Raw data:
============================================================
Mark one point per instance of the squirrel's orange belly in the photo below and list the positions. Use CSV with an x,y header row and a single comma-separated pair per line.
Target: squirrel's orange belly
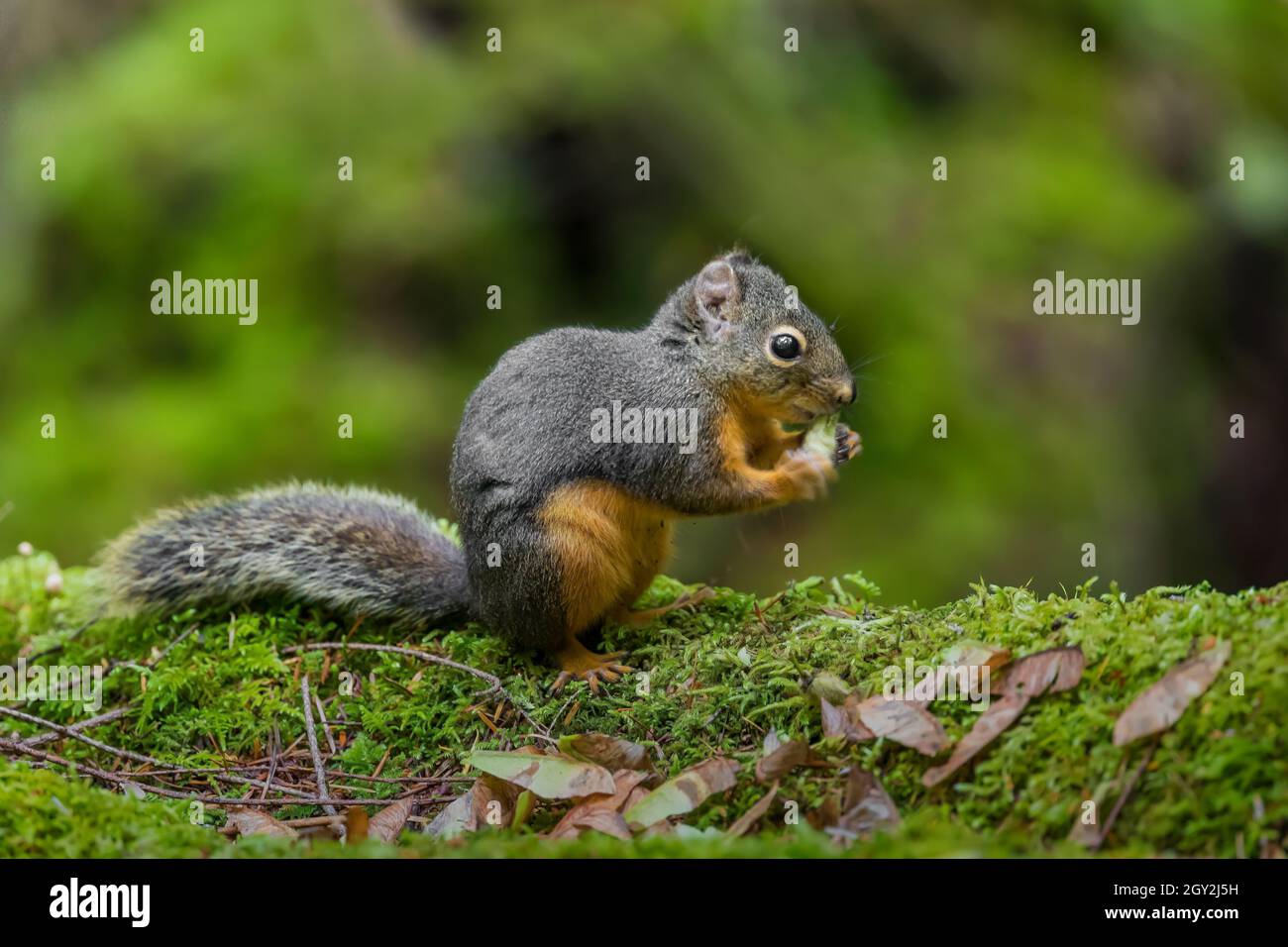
============================================================
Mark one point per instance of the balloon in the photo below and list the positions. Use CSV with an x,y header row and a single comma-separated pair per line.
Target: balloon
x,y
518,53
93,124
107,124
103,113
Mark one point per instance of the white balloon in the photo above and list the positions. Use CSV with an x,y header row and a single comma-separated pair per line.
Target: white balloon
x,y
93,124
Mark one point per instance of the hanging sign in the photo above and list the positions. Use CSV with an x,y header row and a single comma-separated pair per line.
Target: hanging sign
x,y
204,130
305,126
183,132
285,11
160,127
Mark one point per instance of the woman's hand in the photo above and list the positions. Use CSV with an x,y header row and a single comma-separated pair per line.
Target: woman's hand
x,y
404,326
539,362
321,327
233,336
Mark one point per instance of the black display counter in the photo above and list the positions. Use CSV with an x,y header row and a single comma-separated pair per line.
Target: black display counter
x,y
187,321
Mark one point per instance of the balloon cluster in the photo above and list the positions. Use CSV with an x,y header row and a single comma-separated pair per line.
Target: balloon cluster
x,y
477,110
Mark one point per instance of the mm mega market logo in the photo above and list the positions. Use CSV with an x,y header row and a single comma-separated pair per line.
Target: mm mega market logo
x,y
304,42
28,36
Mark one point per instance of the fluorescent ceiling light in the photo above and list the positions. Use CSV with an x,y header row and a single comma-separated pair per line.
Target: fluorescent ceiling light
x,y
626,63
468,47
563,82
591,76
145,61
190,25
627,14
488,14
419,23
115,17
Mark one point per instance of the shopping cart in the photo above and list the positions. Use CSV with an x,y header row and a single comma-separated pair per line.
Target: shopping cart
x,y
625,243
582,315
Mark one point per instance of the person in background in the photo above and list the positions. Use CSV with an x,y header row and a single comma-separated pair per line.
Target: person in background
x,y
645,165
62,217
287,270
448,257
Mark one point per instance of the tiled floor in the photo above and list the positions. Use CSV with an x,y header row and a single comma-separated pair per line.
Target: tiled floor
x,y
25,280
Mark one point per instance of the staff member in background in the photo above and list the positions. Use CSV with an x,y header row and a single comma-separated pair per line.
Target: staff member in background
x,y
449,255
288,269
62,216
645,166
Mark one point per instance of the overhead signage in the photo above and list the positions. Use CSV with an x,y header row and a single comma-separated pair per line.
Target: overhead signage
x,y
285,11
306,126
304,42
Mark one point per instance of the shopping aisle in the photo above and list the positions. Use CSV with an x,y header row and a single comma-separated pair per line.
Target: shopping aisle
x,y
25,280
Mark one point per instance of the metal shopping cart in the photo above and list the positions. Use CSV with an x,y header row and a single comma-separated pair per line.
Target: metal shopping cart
============================================================
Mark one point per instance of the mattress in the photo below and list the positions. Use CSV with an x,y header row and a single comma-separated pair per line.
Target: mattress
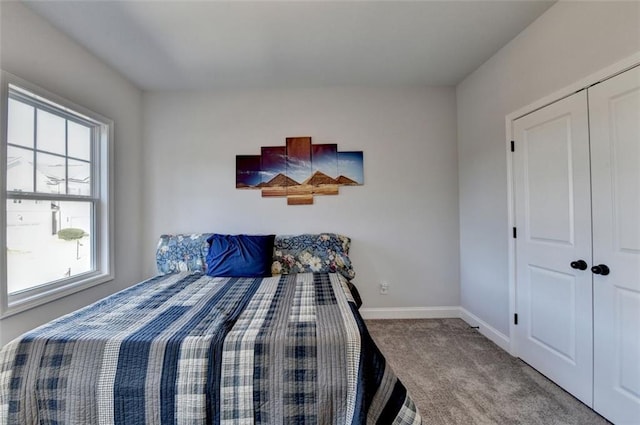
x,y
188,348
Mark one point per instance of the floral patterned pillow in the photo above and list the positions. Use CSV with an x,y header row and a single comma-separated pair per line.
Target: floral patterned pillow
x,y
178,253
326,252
============================================================
Requirement: Convert the part of the items that opens with the line containing "Mark one point per instance of the shopping aisle" and closes with the line containing "Target: metal shopping cart" into a Markdown table with the columns Number and Text. Put one line in each row with its number, and skip any blank lines.

Written response:
| Number | Text |
|---|---|
| 1 | Mark one point per instance of the shopping aisle in the photo above and list the positions. Use CSV with an x,y header row and a single comma-separated pair per line. |
| 2 | Target: shopping aisle |
| 3 | x,y |
| 4 | 25,280 |
| 5 | Mark one point per instance of the metal shopping cart in the photo above and list the positions. Use CSV with an x,y header row and a single comma-separated pair per line. |
| 6 | Target: metal shopping cart |